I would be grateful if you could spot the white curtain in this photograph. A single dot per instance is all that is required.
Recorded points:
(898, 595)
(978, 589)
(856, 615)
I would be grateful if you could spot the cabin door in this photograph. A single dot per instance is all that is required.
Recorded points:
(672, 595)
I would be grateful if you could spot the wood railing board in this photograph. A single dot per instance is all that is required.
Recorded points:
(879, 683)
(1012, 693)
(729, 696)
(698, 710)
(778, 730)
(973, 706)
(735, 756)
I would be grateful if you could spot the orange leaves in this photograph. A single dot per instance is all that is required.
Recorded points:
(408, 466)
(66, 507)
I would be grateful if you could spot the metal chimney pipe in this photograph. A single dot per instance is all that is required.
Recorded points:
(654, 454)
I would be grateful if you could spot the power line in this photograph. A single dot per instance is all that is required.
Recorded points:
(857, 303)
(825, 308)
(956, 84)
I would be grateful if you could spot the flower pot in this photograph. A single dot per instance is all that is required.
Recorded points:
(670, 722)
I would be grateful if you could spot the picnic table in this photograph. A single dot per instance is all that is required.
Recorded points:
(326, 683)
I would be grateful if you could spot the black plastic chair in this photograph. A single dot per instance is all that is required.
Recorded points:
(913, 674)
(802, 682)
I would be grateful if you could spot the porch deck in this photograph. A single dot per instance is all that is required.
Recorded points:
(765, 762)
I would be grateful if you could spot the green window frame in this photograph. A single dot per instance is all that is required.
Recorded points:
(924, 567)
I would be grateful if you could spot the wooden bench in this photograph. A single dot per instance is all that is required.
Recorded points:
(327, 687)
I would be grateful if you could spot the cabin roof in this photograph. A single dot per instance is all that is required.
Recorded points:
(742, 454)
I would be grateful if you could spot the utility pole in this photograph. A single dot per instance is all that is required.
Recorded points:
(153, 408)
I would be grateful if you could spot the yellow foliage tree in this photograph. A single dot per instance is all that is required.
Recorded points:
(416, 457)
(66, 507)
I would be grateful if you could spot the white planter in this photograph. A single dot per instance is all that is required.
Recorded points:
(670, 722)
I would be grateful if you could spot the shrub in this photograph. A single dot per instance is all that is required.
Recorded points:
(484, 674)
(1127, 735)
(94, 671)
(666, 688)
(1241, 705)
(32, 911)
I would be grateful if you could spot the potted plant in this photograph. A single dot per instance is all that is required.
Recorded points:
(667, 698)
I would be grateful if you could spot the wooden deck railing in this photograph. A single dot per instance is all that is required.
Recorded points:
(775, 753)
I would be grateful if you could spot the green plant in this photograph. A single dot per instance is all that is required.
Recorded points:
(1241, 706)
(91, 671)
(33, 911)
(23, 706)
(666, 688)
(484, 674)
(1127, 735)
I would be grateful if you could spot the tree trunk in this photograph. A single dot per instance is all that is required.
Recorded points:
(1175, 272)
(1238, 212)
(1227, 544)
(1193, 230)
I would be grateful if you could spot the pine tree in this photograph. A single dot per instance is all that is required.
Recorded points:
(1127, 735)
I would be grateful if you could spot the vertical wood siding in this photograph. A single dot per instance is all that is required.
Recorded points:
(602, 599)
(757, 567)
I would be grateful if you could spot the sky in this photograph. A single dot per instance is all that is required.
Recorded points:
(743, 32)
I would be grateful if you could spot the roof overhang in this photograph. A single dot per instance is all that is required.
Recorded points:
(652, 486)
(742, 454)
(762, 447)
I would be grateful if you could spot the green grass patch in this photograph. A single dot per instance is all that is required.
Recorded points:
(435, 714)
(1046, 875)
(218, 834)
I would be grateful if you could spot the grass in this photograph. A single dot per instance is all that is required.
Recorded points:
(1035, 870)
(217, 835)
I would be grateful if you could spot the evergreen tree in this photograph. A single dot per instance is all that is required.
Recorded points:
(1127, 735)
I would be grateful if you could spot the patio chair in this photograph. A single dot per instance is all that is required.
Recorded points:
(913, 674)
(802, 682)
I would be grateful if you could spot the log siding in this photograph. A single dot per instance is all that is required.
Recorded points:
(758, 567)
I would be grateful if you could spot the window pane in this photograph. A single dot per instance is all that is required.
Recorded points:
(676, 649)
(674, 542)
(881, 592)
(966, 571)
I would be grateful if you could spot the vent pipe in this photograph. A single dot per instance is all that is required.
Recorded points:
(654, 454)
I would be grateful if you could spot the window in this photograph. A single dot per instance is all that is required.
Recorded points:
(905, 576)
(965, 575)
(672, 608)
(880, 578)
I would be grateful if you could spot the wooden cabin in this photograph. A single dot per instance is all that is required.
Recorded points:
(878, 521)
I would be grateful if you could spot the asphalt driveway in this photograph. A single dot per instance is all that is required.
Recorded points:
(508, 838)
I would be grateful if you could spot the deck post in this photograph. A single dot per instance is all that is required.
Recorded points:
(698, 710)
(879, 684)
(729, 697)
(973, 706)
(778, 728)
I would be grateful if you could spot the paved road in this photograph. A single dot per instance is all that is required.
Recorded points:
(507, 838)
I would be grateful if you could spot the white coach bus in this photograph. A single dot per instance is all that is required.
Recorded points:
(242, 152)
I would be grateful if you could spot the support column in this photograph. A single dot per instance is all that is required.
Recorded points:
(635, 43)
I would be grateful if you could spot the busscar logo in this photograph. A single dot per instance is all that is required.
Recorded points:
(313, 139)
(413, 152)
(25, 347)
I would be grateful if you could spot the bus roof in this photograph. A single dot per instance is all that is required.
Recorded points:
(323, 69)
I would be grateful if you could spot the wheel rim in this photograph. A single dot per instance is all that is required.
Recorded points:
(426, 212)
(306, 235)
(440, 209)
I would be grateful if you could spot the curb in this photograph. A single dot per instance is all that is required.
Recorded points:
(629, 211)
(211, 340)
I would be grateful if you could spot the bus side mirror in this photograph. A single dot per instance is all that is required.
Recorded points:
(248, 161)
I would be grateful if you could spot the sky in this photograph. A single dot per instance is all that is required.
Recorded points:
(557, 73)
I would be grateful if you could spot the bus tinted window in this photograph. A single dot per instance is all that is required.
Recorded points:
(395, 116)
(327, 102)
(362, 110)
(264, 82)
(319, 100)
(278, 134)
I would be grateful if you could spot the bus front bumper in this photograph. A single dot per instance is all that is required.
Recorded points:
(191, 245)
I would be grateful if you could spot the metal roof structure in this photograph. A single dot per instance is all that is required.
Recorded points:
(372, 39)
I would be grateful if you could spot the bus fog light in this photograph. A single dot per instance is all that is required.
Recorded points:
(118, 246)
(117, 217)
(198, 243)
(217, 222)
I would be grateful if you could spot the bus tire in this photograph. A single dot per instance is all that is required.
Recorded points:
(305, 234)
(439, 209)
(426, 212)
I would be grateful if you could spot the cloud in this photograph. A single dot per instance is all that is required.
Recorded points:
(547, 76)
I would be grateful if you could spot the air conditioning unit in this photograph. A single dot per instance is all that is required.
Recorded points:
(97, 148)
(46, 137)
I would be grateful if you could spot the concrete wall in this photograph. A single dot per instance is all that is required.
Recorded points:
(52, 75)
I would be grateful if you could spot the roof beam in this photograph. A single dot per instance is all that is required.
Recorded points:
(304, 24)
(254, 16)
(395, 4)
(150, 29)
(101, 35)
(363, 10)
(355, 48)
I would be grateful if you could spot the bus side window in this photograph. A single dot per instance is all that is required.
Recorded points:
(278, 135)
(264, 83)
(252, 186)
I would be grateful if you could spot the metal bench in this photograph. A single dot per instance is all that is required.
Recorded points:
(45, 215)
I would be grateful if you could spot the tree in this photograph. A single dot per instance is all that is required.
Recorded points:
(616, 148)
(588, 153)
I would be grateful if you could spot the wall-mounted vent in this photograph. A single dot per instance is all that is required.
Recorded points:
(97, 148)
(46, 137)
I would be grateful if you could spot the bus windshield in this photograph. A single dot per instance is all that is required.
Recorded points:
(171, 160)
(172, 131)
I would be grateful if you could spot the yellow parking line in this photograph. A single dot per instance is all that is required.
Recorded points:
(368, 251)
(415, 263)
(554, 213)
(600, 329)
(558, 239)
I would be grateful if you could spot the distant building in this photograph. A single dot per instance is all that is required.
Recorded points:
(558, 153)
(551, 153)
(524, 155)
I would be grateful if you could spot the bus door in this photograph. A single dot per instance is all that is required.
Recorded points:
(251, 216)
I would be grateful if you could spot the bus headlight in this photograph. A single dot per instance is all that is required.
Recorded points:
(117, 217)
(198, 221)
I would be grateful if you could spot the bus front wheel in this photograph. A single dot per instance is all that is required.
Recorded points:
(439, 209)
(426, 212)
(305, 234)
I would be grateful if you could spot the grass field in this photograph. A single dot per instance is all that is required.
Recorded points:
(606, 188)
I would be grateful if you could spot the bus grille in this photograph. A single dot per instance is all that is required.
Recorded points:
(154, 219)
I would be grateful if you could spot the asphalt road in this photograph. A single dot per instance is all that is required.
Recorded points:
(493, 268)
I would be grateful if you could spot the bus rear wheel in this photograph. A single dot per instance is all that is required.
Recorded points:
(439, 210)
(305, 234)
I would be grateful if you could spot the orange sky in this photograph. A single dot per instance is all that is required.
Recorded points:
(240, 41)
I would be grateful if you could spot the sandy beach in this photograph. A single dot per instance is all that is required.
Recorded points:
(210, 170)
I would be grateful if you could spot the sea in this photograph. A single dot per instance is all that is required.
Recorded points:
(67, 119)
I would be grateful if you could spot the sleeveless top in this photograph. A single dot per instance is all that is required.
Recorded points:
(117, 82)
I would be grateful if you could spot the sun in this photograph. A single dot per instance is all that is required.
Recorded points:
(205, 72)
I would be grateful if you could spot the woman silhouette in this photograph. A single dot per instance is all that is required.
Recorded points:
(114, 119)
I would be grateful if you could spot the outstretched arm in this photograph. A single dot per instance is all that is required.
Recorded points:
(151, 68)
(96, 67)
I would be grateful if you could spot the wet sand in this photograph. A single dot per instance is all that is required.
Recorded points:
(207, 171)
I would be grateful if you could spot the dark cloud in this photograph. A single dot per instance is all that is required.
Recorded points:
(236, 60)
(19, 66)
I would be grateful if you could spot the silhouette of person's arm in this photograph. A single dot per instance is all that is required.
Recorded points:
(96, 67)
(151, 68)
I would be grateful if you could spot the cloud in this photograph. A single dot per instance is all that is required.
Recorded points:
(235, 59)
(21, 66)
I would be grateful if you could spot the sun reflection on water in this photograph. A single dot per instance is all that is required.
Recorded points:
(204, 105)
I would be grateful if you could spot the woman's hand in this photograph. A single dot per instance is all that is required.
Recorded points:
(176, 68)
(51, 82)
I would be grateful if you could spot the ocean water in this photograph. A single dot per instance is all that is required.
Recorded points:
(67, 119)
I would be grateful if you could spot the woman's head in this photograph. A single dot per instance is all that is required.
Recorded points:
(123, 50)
:::
### WORK REQUIRED:
Filter the listing above for lines with the word "silhouette", and copy each one you find.

### SOLUTION TO THIS TASK:
I would be grateful if you could spot the woman silhouette in this photograph. A single dot per instance is all that is required.
I would be grateful if you could spot the silhouette of person's arm in this photograph. A single dot per instance is all that is required.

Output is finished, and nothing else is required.